EXERCISE DIRECTIONS – Across the records below, count every line that contains the string "block", then report the count alone.

DATASET –
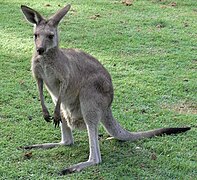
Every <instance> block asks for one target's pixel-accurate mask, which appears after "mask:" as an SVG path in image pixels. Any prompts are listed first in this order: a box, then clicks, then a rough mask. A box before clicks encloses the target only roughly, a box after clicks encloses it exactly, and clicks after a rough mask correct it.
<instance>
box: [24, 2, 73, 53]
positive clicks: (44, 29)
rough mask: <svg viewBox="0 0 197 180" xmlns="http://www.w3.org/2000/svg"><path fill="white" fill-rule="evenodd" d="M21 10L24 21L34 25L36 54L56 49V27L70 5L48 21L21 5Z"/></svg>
mask: <svg viewBox="0 0 197 180" xmlns="http://www.w3.org/2000/svg"><path fill="white" fill-rule="evenodd" d="M21 9H22V12H23V14H24V15H25V17H26V19H27V20H28V21H29V22H30V23H32V24H34V25H35V27H34V40H35V46H36V51H37V53H38V54H39V55H43V54H45V53H47V52H48V51H49V50H50V49H52V48H55V47H57V46H58V33H57V26H58V24H59V22H60V21H61V19H62V18H63V17H64V16H65V15H66V14H67V12H68V11H69V9H70V5H67V6H65V7H64V8H62V9H61V10H59V11H58V12H57V13H55V14H54V15H53V16H52V17H50V18H49V19H45V18H44V17H43V16H42V15H40V13H38V12H37V11H35V10H33V9H31V8H29V7H27V6H24V5H22V6H21Z"/></svg>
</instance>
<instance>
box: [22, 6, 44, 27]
mask: <svg viewBox="0 0 197 180" xmlns="http://www.w3.org/2000/svg"><path fill="white" fill-rule="evenodd" d="M21 10H22V12H23V14H24V15H25V17H26V19H27V20H28V21H29V22H30V23H32V24H36V25H38V24H39V23H40V22H41V21H42V20H43V17H42V16H41V15H40V14H39V13H38V12H37V11H35V10H33V9H31V8H29V7H27V6H24V5H21Z"/></svg>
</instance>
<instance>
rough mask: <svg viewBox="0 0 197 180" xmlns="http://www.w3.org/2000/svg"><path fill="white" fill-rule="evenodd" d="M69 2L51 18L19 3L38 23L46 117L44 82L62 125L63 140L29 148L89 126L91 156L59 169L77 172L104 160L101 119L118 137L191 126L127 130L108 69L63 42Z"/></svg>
mask: <svg viewBox="0 0 197 180" xmlns="http://www.w3.org/2000/svg"><path fill="white" fill-rule="evenodd" d="M70 7H71V6H70V5H67V6H65V7H64V8H62V9H60V10H59V11H58V12H57V13H55V14H54V15H53V16H52V17H50V18H49V19H45V18H44V17H43V16H42V15H41V14H40V13H38V12H37V11H35V10H33V9H31V8H29V7H27V6H25V5H21V9H22V12H23V14H24V16H25V17H26V19H27V20H28V21H29V22H30V23H32V24H34V25H35V26H34V41H35V50H34V54H33V57H32V65H31V67H32V72H33V76H34V77H35V79H36V82H37V86H38V91H39V97H40V102H41V107H42V112H43V117H44V119H45V120H46V121H47V122H48V121H51V119H52V118H51V116H50V114H49V111H48V109H47V107H46V105H45V102H44V96H43V84H45V86H46V89H47V90H48V92H49V93H50V95H51V98H52V100H53V102H54V104H55V110H54V115H53V122H54V124H55V127H57V126H59V125H60V127H61V141H60V142H59V143H46V144H35V145H30V146H25V147H24V148H25V149H31V148H52V147H55V146H60V145H71V144H73V143H74V140H73V136H72V130H73V129H74V128H79V129H84V128H85V129H87V132H88V138H89V150H90V152H89V159H88V160H87V161H85V162H80V163H78V164H76V165H73V166H71V167H68V168H65V169H63V170H62V171H61V175H65V174H68V173H73V172H78V171H81V170H82V169H84V168H86V167H88V166H91V165H96V164H98V163H101V153H100V148H99V142H98V124H99V122H101V123H102V124H103V126H104V128H105V129H106V131H107V132H108V133H109V135H110V136H112V137H113V138H115V139H118V140H121V141H136V140H139V139H142V138H151V137H154V136H159V135H162V134H173V133H174V134H175V133H180V132H185V131H187V130H189V129H190V127H183V128H160V129H156V130H150V131H144V132H129V131H127V130H125V129H124V128H122V127H121V126H120V124H119V123H118V122H117V121H116V120H115V118H114V117H113V114H112V110H111V104H112V101H113V95H114V93H113V85H112V80H111V77H110V74H109V72H108V71H107V70H106V69H105V68H104V67H103V65H102V64H101V63H100V62H99V61H98V60H97V59H95V58H94V57H93V56H91V55H89V54H87V53H85V52H83V51H81V50H78V49H61V48H59V40H58V31H57V27H58V24H59V22H60V21H61V20H62V18H63V17H64V16H65V15H66V14H67V12H68V11H69V9H70Z"/></svg>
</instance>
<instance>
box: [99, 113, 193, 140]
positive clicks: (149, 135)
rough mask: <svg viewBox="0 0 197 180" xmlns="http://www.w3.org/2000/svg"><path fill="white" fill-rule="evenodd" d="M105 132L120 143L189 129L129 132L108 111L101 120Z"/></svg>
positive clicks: (172, 132)
mask: <svg viewBox="0 0 197 180" xmlns="http://www.w3.org/2000/svg"><path fill="white" fill-rule="evenodd" d="M101 122H102V124H103V125H104V127H105V129H106V131H107V132H108V133H109V134H110V135H111V136H112V137H114V138H116V139H118V140H122V141H136V140H139V139H143V138H151V137H154V136H161V135H162V134H167V135H170V134H177V133H182V132H185V131H188V130H190V129H191V128H190V127H182V128H177V127H176V128H160V129H155V130H150V131H143V132H129V131H127V130H125V129H123V128H122V127H121V126H120V124H119V123H118V122H117V121H116V120H115V119H114V117H113V115H112V112H111V110H109V111H108V112H107V113H106V114H105V117H104V118H103V120H101Z"/></svg>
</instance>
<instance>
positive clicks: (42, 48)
mask: <svg viewBox="0 0 197 180" xmlns="http://www.w3.org/2000/svg"><path fill="white" fill-rule="evenodd" d="M37 52H38V54H39V55H42V54H43V53H44V48H43V47H40V48H38V49H37Z"/></svg>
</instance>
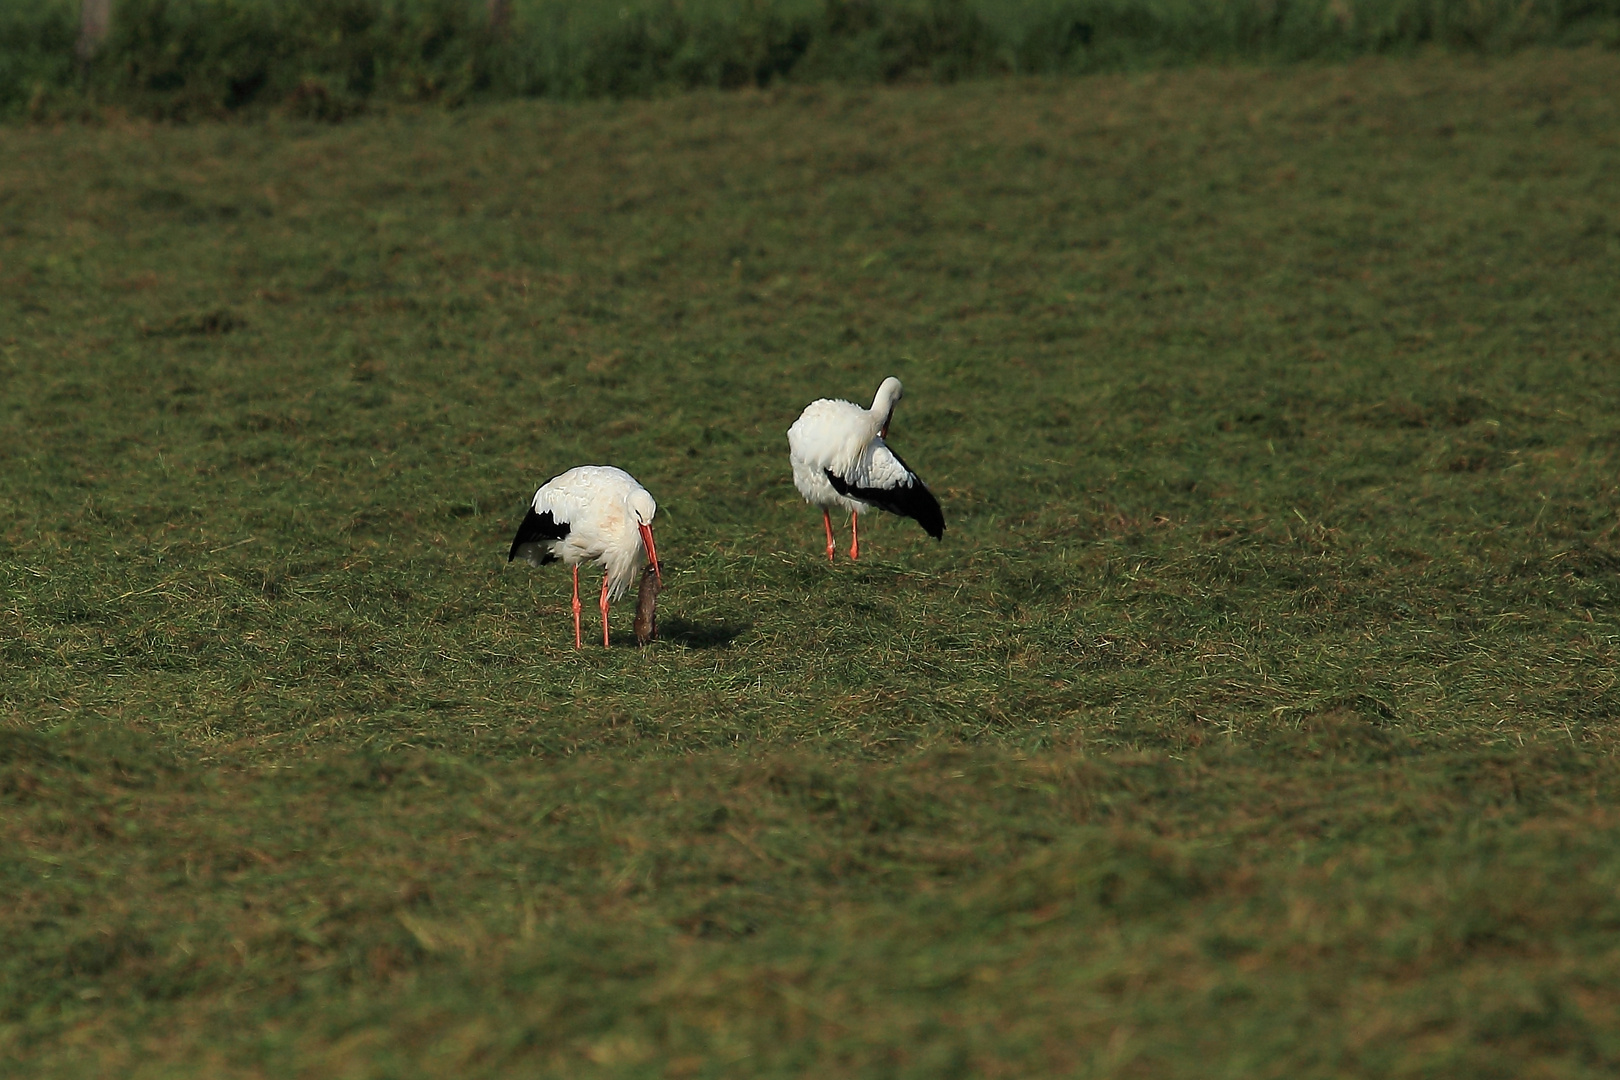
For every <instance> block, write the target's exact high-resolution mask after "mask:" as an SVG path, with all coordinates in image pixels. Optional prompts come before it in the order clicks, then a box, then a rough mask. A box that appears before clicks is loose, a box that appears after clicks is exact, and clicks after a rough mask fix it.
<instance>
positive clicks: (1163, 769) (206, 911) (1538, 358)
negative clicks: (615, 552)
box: [0, 49, 1620, 1080]
mask: <svg viewBox="0 0 1620 1080" xmlns="http://www.w3.org/2000/svg"><path fill="white" fill-rule="evenodd" d="M1617 84H1620V53H1615V52H1612V50H1610V52H1601V50H1596V49H1581V50H1529V52H1520V53H1515V55H1510V57H1498V58H1489V60H1487V58H1479V57H1443V55H1437V53H1417V55H1413V57H1406V58H1362V60H1358V62H1353V63H1348V65H1328V66H1322V65H1317V66H1270V68H1226V70H1215V68H1186V70H1179V71H1158V73H1136V74H1097V76H1085V78H1066V79H1047V78H1008V79H1001V81H990V83H985V81H980V83H964V84H957V86H943V84H910V86H893V87H883V86H880V87H860V86H839V84H805V86H799V84H789V86H773V87H768V89H765V91H744V92H735V94H718V92H695V94H685V96H674V97H666V99H661V100H635V102H614V100H593V102H577V104H562V102H551V100H510V102H486V104H478V105H471V107H467V108H460V110H454V112H450V110H442V108H426V107H423V108H418V107H411V105H394V107H390V108H389V110H387V112H386V113H382V115H374V117H369V118H360V120H355V121H350V123H343V125H329V123H316V121H309V120H298V118H295V117H293V115H290V113H287V112H271V113H267V115H264V117H262V118H259V120H254V121H251V123H248V121H235V123H204V125H193V126H172V125H154V123H146V121H138V120H130V118H123V120H120V118H118V117H117V115H113V113H100V120H97V121H96V123H75V125H66V126H45V125H34V126H6V128H0V1074H5V1075H18V1077H37V1078H42V1080H49V1078H68V1077H73V1078H81V1077H131V1078H138V1080H144V1078H167V1077H355V1078H377V1080H382V1078H410V1077H458V1078H460V1077H465V1078H481V1077H789V1075H818V1077H896V1078H901V1077H917V1078H923V1077H927V1078H935V1077H1153V1078H1166V1077H1170V1078H1173V1077H1186V1078H1189V1080H1191V1078H1200V1080H1202V1078H1213V1077H1231V1078H1244V1080H1249V1078H1254V1077H1286V1078H1290V1080H1296V1078H1311V1077H1322V1078H1327V1077H1335V1078H1336V1077H1369V1078H1372V1077H1380V1078H1382V1077H1471V1078H1477V1077H1549V1078H1575V1077H1612V1075H1615V1072H1617V1070H1620V938H1617V929H1620V811H1617V800H1620V764H1617V758H1615V751H1617V737H1620V687H1617V662H1620V593H1617V586H1615V575H1617V572H1620V536H1617V529H1620V481H1617V471H1615V470H1617V463H1620V304H1617V303H1615V301H1617V295H1620V293H1617V282H1620V209H1617V207H1620V96H1617V94H1615V92H1614V91H1615V86H1617ZM889 374H894V376H899V377H901V379H904V382H906V390H907V393H906V400H904V402H902V403H901V405H899V408H897V411H896V415H894V421H893V427H891V442H893V445H894V447H896V449H897V450H899V452H901V453H902V455H904V457H906V460H907V461H909V463H910V465H912V466H914V468H915V470H917V471H919V473H920V474H922V476H923V478H925V479H927V481H928V484H930V486H932V487H933V491H935V492H936V494H938V495H940V500H941V504H943V507H944V515H946V526H948V528H946V533H944V539H943V541H941V542H935V541H930V539H928V538H927V536H923V534H922V531H920V529H919V528H915V525H914V523H910V521H902V520H897V518H880V517H873V518H870V520H863V521H862V559H860V560H859V562H851V560H849V559H847V557H844V555H842V554H841V557H839V559H838V562H834V563H833V565H828V562H826V557H825V552H823V538H821V525H820V515H818V513H816V512H815V510H812V508H810V507H807V505H805V504H804V502H802V500H800V499H799V495H797V492H795V491H794V487H792V483H791V474H789V468H787V445H786V429H787V426H789V424H791V423H792V419H794V418H795V416H797V413H799V410H800V408H802V406H804V405H805V403H807V402H810V400H812V398H815V397H847V398H854V400H870V395H872V393H873V390H875V389H876V385H878V382H880V381H881V379H883V377H885V376H889ZM588 461H603V463H612V465H619V466H624V468H627V470H629V471H632V473H633V474H635V476H637V478H638V479H640V481H642V483H643V484H646V487H648V489H650V491H651V492H653V494H654V495H656V499H658V502H659V515H658V520H656V529H658V547H659V554H661V555H663V557H664V563H666V580H664V591H663V597H661V606H659V628H661V638H659V640H658V641H656V643H653V644H651V646H648V648H645V649H640V648H637V646H635V640H633V636H632V633H630V615H632V604H629V602H620V604H619V606H617V607H616V610H614V641H612V648H611V649H603V648H599V646H596V648H586V649H583V651H575V649H573V648H572V646H573V640H572V625H570V619H569V612H567V599H569V580H567V573H565V572H564V570H562V568H561V567H548V568H543V570H531V568H528V567H525V565H522V563H512V565H509V563H507V562H505V554H507V546H509V542H510V538H512V533H514V529H515V528H517V523H518V520H520V518H522V513H523V507H525V502H527V499H528V497H530V494H531V492H533V491H535V487H536V486H538V484H539V483H541V481H544V479H546V478H549V476H552V474H556V473H561V471H562V470H565V468H569V466H572V465H578V463H588ZM842 546H847V531H846V533H844V536H842ZM582 576H583V578H585V585H586V586H588V588H595V583H596V580H595V576H593V572H586V573H585V575H582ZM590 597H591V594H590V593H588V594H586V599H590ZM586 607H588V610H586V630H588V628H590V615H591V614H593V612H591V610H590V607H591V606H590V604H586ZM585 636H586V641H588V640H590V633H586V635H585Z"/></svg>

ANSWER SPACE – 2